§ Selected text:
# I.D. please? and sexing. thanks! (Several pictures)



## BANANAHANDS (Mar 22, 2007)

I went to my LFS to get some new fish and they threw this guy in for free. The guy at the store told me what it was but I can't remember. I think it started with an "M" but I could be wrong. Any ideas?
Thanks!





































I was also wondering if there is a way to tell the sex of Red Topped zebras? I'm completely new to cichlids and I've got 3 of them. 2 albino and one regular. here are some pics. any idea as to what their sex may be? They all seem to get along well. Also, I realize it may be difficult to tell by the pictures, but does anyone have a ball park estimate of their age?




























Thank you in advance.


----------



## straitjacketstar (Mar 8, 2004)

1st is Tropehops macrophthalmus (Albino)
2nd males turn blue, females stay brown. For the albinos, males turn that frosty barred white females stay peachy/pink.


----------



## BANANAHANDS (Mar 22, 2007)

Thanks, so you just to confirm what your saying is the the regular is a female, and I'm thinking the albino on the left of the last picture is a male? That one actually have somewhat of a blue tint to it when the light hits it a certain way. the other albino is much "pinker". So do you know if the regular female would breed with an albino male? It doesn't really matter either way, I'm just curious. Also an thoughts on their age? 
Thank you very much, I know I have a lot of questions but like i said I'm completely a NOOB.


----------



## MalawiLover (Sep 12, 2006)

§ Written problem 1: Find each line in the listing below that contains the string "instance" and copy those lines out. Match case exactly.

§ Supplied records:
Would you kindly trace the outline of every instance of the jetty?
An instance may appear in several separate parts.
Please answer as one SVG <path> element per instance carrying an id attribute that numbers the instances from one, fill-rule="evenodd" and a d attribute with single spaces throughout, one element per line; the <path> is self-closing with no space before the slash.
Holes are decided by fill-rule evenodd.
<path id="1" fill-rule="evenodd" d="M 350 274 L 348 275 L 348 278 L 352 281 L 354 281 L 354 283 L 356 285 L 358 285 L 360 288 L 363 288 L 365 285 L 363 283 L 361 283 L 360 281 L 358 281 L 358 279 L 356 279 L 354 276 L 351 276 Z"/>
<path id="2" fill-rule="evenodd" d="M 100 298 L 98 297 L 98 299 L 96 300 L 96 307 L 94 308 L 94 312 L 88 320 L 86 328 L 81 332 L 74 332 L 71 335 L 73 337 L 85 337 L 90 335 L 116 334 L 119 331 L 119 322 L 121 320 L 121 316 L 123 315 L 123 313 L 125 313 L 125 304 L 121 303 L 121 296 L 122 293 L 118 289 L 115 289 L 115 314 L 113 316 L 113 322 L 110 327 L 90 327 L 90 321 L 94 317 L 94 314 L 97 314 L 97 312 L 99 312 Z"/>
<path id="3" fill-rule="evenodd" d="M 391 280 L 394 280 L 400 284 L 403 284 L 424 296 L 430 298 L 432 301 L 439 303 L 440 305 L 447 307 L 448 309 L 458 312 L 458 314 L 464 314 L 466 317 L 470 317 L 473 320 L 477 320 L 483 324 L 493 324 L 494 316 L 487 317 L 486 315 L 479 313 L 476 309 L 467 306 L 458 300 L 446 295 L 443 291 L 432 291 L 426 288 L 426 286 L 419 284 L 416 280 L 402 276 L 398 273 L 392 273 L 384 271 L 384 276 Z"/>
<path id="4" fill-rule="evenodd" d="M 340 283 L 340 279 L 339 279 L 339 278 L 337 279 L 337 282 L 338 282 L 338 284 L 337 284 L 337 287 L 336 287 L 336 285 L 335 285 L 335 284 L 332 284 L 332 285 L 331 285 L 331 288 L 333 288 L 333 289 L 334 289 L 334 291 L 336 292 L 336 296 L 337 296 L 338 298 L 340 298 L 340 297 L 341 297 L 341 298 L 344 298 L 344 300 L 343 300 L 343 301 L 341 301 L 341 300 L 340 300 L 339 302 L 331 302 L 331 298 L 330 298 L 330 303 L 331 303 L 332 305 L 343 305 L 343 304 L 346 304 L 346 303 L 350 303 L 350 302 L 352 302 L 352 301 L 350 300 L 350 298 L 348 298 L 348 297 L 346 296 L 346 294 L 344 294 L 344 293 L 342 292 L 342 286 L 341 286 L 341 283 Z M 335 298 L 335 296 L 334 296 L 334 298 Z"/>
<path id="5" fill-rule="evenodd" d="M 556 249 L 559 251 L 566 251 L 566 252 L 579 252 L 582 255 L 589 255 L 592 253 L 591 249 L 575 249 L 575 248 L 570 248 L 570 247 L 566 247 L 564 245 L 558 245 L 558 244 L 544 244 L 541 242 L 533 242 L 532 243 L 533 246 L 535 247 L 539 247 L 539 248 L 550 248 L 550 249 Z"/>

§ Written problem 2: Pick up the cichlid identification thread above from where it stops, and write the next part.

§ Result 1:
Would you kindly trace the outline of every instance of the jetty?
An instance may appear in several separate parts.
Please answer as one SVG <path> element per instance carrying an id attribute that numbers the instances from one, fill-rule="evenodd" and a d attribute with single spaces throughout, one element per line; the <path> is self-closing with no space before the slash.

§ Result 2:
To guess at the age, we need to know their size. Also, I hope you have a large tank, because when several of these species become adults there is going to be lots of aggression. They do look rather young (the eyes look large which they do on juvies) so they will all get along, but soon as they start to mature sexually the males will start to fight over territory and dominance.


----------



## BANANAHANDS (Mar 22, 2007)

They're about 3 to 3 1/2 inches right now. I have them along with several other fish in a 29g. Before you say anything, I know this is WAY too small. I'm currently in the market for a new tank. I'm shooting for a 75g but it'll all depend on what deals I can find. Any suggestions of places to look in San Diego (other than craig's list, i check it several times a day). As for now, my LFS actually suggested over-crowding to spread any aggression out. its seems to work, they all get along. The dominant one is an electric yellow of all things. I thought they weren't that aggresive? but all is well. the only casualties in the tank have been the goldfish i used to cycle it. 4 of them lasted 2 months in there with the cichlids! 
After looking at the "regular" red top zebra I think it may be a male. it has a blue tint to it. Is that how it works, they turn blue? 
Thanks for all info!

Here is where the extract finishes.